Count the lines in the items below that contain the string "banner", where case counts, and reply with that number only.

--- start ---

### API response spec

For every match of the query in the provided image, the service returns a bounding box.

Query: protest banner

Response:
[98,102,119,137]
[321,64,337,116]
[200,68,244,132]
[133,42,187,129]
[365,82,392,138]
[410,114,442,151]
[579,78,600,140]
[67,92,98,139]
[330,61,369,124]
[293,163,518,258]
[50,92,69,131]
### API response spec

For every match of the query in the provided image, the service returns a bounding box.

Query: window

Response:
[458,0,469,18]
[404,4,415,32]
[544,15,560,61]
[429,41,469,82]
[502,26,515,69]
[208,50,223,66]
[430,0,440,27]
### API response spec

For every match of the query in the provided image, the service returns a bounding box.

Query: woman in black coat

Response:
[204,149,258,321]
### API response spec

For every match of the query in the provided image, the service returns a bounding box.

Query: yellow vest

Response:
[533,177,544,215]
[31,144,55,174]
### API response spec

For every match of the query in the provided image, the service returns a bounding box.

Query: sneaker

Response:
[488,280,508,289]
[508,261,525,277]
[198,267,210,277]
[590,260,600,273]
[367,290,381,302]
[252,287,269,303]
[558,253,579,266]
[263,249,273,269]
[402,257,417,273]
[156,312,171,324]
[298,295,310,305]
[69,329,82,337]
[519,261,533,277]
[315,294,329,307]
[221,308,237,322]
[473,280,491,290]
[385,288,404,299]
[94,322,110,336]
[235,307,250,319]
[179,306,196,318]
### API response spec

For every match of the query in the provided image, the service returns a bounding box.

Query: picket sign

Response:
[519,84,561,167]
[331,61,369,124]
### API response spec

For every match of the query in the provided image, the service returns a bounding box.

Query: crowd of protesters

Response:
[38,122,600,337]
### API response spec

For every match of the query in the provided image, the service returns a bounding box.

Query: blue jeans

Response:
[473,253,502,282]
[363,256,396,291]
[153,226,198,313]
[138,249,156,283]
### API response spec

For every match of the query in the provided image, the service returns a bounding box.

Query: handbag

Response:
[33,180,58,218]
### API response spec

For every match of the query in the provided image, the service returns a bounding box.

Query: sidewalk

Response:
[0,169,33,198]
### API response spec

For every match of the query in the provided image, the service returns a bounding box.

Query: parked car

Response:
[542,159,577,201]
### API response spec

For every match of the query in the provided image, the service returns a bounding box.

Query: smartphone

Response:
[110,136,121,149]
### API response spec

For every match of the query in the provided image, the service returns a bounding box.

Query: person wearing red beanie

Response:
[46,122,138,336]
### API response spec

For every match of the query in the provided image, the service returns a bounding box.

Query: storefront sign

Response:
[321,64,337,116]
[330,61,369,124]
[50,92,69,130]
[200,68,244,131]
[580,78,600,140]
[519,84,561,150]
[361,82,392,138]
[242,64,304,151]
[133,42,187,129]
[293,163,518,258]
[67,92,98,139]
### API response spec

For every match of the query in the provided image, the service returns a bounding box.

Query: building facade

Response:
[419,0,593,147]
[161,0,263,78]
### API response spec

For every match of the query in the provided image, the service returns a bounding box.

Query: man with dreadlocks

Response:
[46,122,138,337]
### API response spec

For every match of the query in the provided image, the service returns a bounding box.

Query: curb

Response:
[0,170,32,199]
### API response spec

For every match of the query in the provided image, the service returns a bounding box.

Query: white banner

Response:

--- end ---

Solution for this task: 2